── BRANO DEL TESTO ──

Opera di Firenze: le convenienze e inconvenienze teatrali

Opera di Firenze. Prima de LE CONVENIENZE E INCONVENIENZE TEATRALI

Opera di Firenze – Stagione 2016-2017
“LE CONVENIENZE E INCONVENIENZE TEATRALI”
Dramma giocoso in due atti
Libretto di Domenico Gilardoni tratto da Le convenienze teatrali e Le inconvenienze teatrali di Antonio Simone Sografi
Musica di Gaetano Donizetti
Nuovo allestimento in collaborazione con il Conservatorio di Musica “Luigi Cherubini” di Firenze
Daria Garbinati ELEONORA BELLOCCI
Procolo Cornacchia WILLIAM HERNANDEZ
Luigia Castragatti MYUNG-SAN KO
Agata Castragatti FILIPPO MORACE
Pipetto Frescopane CECILIA BAGATIN
Guglielmo Hollemand ANTONIO ALCAIDE GARÈS
Biscroma Strappaviscere DIELLI HOXHA
Cesare Salzapariglia OMAR CEPPAROLLI
Impresario FRANCESCO SAMUELE VENUTI
Direttore di palcoscenico SANDRO DEGL’INNOCENTI
Orchestra e Coro “Luigi Cherubini” di Firenze
Direttore Paolo Ponziano Ciardi
Maestro del coro Francesco Rizzi
Regia Francesco Torrigiani
Scene Gabriele Vanzini
Costumi Lisa Rufini
Luci Alessandro Tutini

Firenze, 28 febbraio 2017

Lo scorso 28 febbraio era martedì grasso, ultimo giorno di Carnevale abitualmente consacrato ai festeggiamenti più chiassosi e allegri prima del rientro nei ranghi della Quaresima, e al Teatro dell’Opera di Firenze tutto era stato preparato per ridere e scherzare con il pubblico, offrendo una serata di leggerezza e di divertimento. Il personale del Teatro stemperava la consueta professionalità indossando baffi posticci, parrucche dai colori impossibili, maschere più o meno elaborate; non a caso, la scelta del titolo da rappresentare è caduta su una delle opere dalla comicità più marcata e dirompente. “Le convenienze e inconvenienze teatrali” è infatti un dramma giocoso il cui sapiente libretto offre alla penna del musicista una situazione stramba, una gag, una caricatura dietro l’altra, che il giovane Donizetti raccoglie e colorisce con una vena pulsante e un piglio tutto ridanciano, senza le sfumature malinconiche e riflessive che caratterizzeranno i lavori, pur comici della maturità.
Lo spirito del Carnevale si integra alla perfezione con quello delle “Convenienze”, in quanto in questo lavoro l’Opera mette in scena se stessa, rivelando al pubblico, ingigantiti dalla parodia, i tic, le manie, le stranezze e le follie dell’ambiente del melodramma.

───

→ COMPLETA QUANTO SEGUE
1. Secondo il brano, perché lo spirito del Carnevale si adatta così bene a quest'opera? Rispondi in una o due frasi.
2. Che giorno era il 28 febbraio, data della prima descritta nel brano?

── DATI REGISTRATI ──

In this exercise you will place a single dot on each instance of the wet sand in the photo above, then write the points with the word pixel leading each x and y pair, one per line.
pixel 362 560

───

→ RISPOSTE DELL'ESERCIZIO
1. Perché in quest'opera il mondo dell'opera mette in scena se stesso. Mostra al pubblico, ingigantiti dalla parodia, i tic, le manie, le stranezze e le follie dell'ambiente del melodramma.

2. Era martedì grasso, l'ultimo giorno di Carnevale.